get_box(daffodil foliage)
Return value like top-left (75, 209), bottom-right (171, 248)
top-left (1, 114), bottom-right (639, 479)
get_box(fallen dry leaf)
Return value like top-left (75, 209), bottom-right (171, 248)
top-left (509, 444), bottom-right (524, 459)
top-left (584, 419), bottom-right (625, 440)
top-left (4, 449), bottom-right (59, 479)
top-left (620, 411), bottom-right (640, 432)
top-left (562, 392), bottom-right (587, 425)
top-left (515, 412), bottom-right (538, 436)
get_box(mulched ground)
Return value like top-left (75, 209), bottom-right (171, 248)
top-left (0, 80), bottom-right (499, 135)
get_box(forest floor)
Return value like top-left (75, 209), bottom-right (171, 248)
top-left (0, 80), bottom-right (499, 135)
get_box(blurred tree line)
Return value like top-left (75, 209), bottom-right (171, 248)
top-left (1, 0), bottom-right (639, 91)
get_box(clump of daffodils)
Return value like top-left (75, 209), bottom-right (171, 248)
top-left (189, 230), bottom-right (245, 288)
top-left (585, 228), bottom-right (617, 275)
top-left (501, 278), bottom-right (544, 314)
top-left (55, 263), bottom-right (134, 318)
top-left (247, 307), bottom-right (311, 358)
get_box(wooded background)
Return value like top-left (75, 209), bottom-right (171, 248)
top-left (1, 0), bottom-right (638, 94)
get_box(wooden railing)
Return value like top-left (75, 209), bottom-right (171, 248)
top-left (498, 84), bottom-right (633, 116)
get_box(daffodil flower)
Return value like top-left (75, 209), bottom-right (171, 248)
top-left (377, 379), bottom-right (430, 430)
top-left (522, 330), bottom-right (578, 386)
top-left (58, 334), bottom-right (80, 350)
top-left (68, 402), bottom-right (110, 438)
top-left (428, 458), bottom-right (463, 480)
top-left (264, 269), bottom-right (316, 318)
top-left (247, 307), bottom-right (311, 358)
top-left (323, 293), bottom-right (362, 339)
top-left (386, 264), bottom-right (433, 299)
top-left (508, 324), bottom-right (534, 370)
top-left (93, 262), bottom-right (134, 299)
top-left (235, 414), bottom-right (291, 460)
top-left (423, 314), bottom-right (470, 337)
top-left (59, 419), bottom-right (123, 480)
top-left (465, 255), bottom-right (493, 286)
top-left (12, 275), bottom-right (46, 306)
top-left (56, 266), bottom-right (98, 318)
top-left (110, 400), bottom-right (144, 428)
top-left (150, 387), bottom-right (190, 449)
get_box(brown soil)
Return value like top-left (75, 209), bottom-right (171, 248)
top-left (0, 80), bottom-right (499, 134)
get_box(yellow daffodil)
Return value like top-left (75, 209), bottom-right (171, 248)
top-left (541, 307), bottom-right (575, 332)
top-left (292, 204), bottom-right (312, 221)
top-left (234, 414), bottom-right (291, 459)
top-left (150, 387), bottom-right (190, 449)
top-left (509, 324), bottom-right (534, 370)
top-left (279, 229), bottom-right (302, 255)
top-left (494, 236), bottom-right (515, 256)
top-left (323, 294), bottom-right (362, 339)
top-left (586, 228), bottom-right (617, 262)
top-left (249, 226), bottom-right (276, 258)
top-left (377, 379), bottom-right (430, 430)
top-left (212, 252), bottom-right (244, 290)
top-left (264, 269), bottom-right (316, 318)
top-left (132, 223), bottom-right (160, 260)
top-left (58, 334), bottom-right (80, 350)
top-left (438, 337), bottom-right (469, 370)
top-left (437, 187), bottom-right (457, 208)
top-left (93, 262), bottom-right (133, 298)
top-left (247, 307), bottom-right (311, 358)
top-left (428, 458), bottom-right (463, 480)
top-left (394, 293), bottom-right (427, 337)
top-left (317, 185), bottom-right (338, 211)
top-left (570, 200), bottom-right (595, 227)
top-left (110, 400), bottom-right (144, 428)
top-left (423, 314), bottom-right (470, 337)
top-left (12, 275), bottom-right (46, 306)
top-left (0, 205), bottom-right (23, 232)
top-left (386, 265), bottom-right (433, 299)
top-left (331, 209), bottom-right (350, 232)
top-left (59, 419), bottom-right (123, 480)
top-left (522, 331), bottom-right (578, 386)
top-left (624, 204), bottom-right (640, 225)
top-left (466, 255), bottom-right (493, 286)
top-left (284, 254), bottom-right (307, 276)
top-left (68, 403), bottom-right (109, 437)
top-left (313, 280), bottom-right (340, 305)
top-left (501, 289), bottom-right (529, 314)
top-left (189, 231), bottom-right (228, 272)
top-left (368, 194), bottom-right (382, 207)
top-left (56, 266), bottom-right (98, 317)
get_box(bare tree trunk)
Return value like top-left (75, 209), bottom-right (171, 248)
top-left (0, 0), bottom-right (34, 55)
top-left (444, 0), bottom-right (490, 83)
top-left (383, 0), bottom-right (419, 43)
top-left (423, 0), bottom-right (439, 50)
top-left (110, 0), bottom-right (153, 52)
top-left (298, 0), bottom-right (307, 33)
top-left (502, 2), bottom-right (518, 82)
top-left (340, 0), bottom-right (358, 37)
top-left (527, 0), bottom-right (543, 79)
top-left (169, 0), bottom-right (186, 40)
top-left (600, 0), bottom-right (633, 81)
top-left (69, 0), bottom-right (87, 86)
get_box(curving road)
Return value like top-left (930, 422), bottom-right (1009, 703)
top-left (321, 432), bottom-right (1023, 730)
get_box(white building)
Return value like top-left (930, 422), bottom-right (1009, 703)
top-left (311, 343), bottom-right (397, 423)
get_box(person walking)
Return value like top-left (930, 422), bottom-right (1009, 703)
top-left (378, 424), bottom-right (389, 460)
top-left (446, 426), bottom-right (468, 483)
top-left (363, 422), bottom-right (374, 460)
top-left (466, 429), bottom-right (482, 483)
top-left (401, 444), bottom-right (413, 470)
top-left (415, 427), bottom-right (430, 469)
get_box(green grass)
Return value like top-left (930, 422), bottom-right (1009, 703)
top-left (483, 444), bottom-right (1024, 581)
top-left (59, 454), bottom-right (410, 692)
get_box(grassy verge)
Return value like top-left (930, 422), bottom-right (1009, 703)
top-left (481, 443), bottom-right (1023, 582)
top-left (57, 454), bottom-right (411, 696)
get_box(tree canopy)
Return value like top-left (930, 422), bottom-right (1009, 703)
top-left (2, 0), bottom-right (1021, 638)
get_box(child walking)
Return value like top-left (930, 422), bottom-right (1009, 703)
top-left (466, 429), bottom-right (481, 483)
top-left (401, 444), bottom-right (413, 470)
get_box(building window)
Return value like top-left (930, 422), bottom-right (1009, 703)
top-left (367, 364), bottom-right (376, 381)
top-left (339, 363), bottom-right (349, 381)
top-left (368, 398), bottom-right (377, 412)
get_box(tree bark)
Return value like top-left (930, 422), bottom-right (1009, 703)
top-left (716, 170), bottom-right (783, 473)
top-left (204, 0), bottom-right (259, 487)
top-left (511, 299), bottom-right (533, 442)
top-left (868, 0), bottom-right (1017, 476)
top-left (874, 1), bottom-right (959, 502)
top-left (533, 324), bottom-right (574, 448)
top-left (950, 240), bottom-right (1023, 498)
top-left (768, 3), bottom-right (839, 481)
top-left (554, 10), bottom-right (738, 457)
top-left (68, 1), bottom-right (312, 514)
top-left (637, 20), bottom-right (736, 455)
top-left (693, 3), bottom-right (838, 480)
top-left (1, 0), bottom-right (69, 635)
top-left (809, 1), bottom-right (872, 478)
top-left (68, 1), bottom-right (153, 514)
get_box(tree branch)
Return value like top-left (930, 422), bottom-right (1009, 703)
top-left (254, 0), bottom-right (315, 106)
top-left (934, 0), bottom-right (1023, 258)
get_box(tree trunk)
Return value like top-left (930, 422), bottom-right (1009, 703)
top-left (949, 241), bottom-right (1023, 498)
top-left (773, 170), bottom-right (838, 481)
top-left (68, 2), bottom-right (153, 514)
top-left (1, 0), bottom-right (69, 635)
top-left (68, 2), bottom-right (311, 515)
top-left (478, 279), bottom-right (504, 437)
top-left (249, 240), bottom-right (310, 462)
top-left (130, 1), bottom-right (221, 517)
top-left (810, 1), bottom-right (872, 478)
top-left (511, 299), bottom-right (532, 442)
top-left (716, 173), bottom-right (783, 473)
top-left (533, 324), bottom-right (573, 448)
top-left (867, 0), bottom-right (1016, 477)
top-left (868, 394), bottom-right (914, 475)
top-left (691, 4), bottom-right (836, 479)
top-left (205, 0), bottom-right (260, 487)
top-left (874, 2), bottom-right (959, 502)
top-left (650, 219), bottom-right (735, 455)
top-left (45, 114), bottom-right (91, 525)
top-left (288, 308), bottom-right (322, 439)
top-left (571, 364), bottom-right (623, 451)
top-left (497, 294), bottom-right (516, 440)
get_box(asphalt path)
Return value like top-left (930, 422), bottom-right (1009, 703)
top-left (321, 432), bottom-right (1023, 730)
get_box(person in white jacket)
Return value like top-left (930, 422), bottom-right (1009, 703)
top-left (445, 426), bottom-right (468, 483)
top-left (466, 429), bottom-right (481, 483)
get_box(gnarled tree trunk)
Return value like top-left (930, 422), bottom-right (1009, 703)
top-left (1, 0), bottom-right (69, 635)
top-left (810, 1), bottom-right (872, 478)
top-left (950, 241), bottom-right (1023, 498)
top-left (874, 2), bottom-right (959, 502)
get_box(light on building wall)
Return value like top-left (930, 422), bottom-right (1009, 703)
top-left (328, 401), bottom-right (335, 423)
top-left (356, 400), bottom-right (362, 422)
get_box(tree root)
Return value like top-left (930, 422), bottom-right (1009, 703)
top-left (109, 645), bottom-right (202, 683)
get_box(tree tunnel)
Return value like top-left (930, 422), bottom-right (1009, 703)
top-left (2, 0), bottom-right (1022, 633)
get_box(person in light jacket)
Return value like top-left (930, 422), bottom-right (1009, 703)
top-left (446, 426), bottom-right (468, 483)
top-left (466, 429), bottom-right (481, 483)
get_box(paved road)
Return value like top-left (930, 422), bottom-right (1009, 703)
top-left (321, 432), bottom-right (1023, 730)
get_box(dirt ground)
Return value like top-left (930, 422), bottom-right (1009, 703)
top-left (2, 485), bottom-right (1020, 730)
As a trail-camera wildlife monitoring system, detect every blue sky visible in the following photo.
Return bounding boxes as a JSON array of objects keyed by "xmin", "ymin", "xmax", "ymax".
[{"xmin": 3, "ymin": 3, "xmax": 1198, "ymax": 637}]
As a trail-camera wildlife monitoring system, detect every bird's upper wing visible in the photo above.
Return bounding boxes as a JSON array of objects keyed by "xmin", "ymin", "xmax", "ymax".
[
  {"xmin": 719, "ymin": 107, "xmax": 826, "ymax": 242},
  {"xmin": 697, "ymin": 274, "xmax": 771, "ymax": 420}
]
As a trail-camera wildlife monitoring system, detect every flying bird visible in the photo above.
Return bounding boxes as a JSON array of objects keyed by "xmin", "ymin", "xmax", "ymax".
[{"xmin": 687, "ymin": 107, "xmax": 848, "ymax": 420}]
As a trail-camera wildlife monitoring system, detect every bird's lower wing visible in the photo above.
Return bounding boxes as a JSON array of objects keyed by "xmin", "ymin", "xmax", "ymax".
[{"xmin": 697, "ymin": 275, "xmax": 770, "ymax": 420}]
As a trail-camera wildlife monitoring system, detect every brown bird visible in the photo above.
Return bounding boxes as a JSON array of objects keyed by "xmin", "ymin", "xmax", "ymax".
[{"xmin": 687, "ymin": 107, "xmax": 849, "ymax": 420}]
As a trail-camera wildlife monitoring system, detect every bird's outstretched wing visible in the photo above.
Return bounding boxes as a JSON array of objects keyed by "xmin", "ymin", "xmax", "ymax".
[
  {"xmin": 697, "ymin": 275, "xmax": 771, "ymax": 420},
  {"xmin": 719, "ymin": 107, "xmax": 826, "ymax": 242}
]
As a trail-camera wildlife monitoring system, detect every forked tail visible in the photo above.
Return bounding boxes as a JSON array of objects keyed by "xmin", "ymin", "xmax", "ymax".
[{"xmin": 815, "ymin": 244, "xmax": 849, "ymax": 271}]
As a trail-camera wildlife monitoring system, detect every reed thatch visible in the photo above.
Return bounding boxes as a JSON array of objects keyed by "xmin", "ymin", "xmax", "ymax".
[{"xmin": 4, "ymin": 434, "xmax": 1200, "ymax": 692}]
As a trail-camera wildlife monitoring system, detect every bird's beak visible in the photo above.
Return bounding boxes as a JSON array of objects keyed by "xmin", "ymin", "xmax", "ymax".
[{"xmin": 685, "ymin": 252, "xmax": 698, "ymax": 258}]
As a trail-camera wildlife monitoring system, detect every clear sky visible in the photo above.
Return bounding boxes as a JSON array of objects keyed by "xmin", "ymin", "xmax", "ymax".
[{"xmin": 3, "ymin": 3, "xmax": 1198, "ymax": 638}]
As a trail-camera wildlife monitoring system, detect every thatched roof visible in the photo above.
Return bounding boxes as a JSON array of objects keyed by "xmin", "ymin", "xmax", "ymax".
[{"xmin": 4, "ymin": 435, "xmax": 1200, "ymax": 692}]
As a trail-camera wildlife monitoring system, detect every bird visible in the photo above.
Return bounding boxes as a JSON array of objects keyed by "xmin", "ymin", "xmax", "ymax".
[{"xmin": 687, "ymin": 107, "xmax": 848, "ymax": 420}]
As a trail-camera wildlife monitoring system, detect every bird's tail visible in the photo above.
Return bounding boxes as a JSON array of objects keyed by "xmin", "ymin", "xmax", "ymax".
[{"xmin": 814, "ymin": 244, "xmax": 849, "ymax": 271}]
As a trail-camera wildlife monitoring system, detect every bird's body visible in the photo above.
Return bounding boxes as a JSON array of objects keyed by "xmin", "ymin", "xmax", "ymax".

-*-

◆ **How to complete this task**
Within the listing above, locate the line containing "get_box(green grass)" and the line containing "get_box(tree trunk)". Reproduce those two lines and all lines between them exactly, with nothing added.

◆ **Response**
get_box(green grass)
Return value like top-left (930, 422), bottom-right (1009, 703)
top-left (483, 444), bottom-right (1024, 581)
top-left (59, 454), bottom-right (410, 692)
get_box(grassy verge)
Return value like top-left (930, 422), bottom-right (1009, 703)
top-left (481, 443), bottom-right (1023, 582)
top-left (57, 454), bottom-right (411, 696)
get_box(tree canopy)
Return value like top-left (930, 422), bottom-right (1009, 703)
top-left (2, 0), bottom-right (1021, 638)
get_box(child walking)
Return value like top-left (930, 422), bottom-right (1009, 703)
top-left (466, 429), bottom-right (481, 483)
top-left (401, 444), bottom-right (413, 470)
get_box(building window)
Return value like top-left (930, 422), bottom-right (1009, 703)
top-left (367, 364), bottom-right (376, 381)
top-left (339, 363), bottom-right (349, 381)
top-left (368, 398), bottom-right (377, 412)
get_box(tree bark)
Return value like top-left (930, 422), bottom-right (1009, 703)
top-left (716, 170), bottom-right (783, 473)
top-left (204, 0), bottom-right (259, 487)
top-left (511, 299), bottom-right (533, 442)
top-left (868, 0), bottom-right (1017, 476)
top-left (874, 1), bottom-right (959, 502)
top-left (533, 324), bottom-right (574, 448)
top-left (950, 240), bottom-right (1023, 498)
top-left (768, 3), bottom-right (839, 481)
top-left (554, 10), bottom-right (738, 457)
top-left (68, 1), bottom-right (312, 514)
top-left (637, 20), bottom-right (736, 455)
top-left (693, 3), bottom-right (838, 480)
top-left (1, 0), bottom-right (69, 635)
top-left (809, 1), bottom-right (872, 478)
top-left (68, 1), bottom-right (153, 514)
get_box(tree branch)
Return value like top-left (930, 422), bottom-right (1009, 703)
top-left (254, 0), bottom-right (315, 106)
top-left (934, 0), bottom-right (1023, 258)
get_box(tree trunk)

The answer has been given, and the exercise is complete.